* Problem details *
Revise the items below, replacing "Target" with "Object" wherever it occurs and leaving everything else as it is. Omit the pictures from your version.
>> START Given data
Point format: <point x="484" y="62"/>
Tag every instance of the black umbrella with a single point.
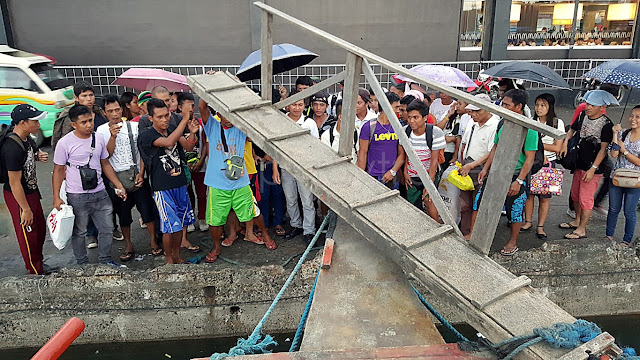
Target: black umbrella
<point x="285" y="57"/>
<point x="528" y="71"/>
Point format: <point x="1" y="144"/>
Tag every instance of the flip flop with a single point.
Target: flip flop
<point x="280" y="230"/>
<point x="510" y="252"/>
<point x="258" y="239"/>
<point x="127" y="256"/>
<point x="228" y="242"/>
<point x="211" y="258"/>
<point x="567" y="226"/>
<point x="271" y="245"/>
<point x="575" y="236"/>
<point x="191" y="248"/>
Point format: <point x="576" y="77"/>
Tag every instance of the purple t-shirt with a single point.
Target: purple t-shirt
<point x="75" y="151"/>
<point x="383" y="148"/>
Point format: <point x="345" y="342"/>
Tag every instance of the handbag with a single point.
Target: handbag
<point x="128" y="177"/>
<point x="547" y="181"/>
<point x="626" y="178"/>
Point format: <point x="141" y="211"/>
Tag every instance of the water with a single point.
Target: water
<point x="624" y="328"/>
<point x="156" y="350"/>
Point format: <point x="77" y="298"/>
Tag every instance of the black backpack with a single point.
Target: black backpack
<point x="538" y="160"/>
<point x="7" y="134"/>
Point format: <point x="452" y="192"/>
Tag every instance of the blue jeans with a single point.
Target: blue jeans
>> END Given data
* Problem solution *
Point format: <point x="484" y="62"/>
Tag every instance of the black umbrella with a single point.
Object: black umbrella
<point x="285" y="57"/>
<point x="528" y="71"/>
Point format: <point x="1" y="144"/>
Tag every instance of the flip flop with a single point.
Object: flip flop
<point x="280" y="230"/>
<point x="510" y="252"/>
<point x="258" y="239"/>
<point x="127" y="256"/>
<point x="228" y="242"/>
<point x="211" y="258"/>
<point x="567" y="226"/>
<point x="271" y="245"/>
<point x="575" y="236"/>
<point x="191" y="248"/>
Point format: <point x="576" y="77"/>
Tag every instance of the purple t-shirt with a single point.
Object: purple t-shirt
<point x="75" y="151"/>
<point x="383" y="148"/>
Point format: <point x="345" y="342"/>
Tag every instance of the handbag with a single point.
Object: handbag
<point x="128" y="177"/>
<point x="547" y="181"/>
<point x="626" y="178"/>
Point format: <point x="141" y="211"/>
Tag every instance of the water with a single point.
Object: water
<point x="624" y="328"/>
<point x="156" y="350"/>
Point format: <point x="77" y="298"/>
Tag every instance of the black backpack with a single point.
Object: black backpack
<point x="538" y="160"/>
<point x="7" y="134"/>
Point format: <point x="452" y="192"/>
Tag every instance of the blue jeans with a single point.
Object: blue jeans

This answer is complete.